**DESCRIPTION OF THE TASK**
The full set of entries, reproduced exactly, is the expected answer.

**THE DATA**

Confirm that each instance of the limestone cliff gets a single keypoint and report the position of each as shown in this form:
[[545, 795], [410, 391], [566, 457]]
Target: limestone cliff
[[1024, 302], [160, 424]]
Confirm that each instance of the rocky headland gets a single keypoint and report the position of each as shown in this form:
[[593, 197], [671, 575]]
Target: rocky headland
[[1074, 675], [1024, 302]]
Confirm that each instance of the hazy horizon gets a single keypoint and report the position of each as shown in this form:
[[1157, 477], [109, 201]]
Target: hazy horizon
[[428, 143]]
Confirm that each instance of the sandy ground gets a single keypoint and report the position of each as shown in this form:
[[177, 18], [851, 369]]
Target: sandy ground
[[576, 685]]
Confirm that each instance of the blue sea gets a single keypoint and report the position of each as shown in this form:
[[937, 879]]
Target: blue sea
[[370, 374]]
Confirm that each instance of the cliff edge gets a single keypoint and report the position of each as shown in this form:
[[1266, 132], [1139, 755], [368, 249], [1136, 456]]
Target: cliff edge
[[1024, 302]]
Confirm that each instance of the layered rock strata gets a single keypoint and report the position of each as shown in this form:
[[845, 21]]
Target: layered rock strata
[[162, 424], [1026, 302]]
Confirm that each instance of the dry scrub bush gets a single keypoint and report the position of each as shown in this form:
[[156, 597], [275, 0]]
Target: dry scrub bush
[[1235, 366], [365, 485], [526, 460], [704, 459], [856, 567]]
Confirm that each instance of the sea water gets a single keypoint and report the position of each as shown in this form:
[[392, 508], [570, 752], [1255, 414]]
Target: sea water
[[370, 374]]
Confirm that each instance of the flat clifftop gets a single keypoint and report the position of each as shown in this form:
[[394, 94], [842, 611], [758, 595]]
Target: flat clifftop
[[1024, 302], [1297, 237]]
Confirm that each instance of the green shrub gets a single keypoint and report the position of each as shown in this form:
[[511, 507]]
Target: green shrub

**OUTPUT FOR THIS EXERCISE**
Confirm that each instance of the limestone cliff gets a single keypoint and report the position of each as shown in this form:
[[545, 795], [410, 391], [566, 457]]
Target: limestone cliff
[[1024, 302], [160, 424]]
Confirm that each instance of the rocky headland gets a single keypoint and report the position of each as shown in this form:
[[593, 197], [671, 575]]
Target: rocky headland
[[1074, 675], [1024, 302]]
Confirm that each instance of the hazy horizon gets a single keypoint and report the position of each as shown in this form:
[[1157, 477], [109, 201]]
Target: hazy horizon
[[428, 143]]
Confirm that each instance of the sandy ground gets a single keypoint and report the position of each as shown in this form:
[[177, 18], [851, 369]]
Target: sandy ground
[[576, 685]]
Confirm that each instance of the blue sea gets a single keypoint and report the position of each as shown in this form:
[[937, 879]]
Target: blue sea
[[370, 374]]
Confirm that each instance of the cliff edge gets a single keypoint and report the position of each as shown in this form:
[[1266, 132], [1139, 755], [368, 249], [1136, 456]]
Target: cliff edge
[[1024, 302]]
Confirm that each instance of the layered rock strata gets a single keypoint and report the position of each as shown in this form:
[[845, 21]]
Target: layered rock strata
[[162, 424], [1026, 302]]
Confirm that each instance of the dry scrub bush gets a single keypoint and report the position of each as shown in this form:
[[156, 597], [275, 0]]
Target: dry scrub bush
[[1235, 366], [365, 485], [526, 460], [704, 459], [856, 567]]
Confirm that each instance of the sea water gets a single keypoint and report the position of each as shown in this form:
[[392, 508], [570, 752], [1255, 414]]
Target: sea water
[[370, 374]]
Confirm that each instance of the flat clifftop gets a single keypoint and report the position of each as shown in this form:
[[394, 94], [842, 611], [758, 595]]
Target: flat clifftop
[[1024, 302], [1297, 237]]
Confirm that each instance of the green shrub gets a single keypoint and report the position of each as shown in this form:
[[511, 507]]
Target: green shrub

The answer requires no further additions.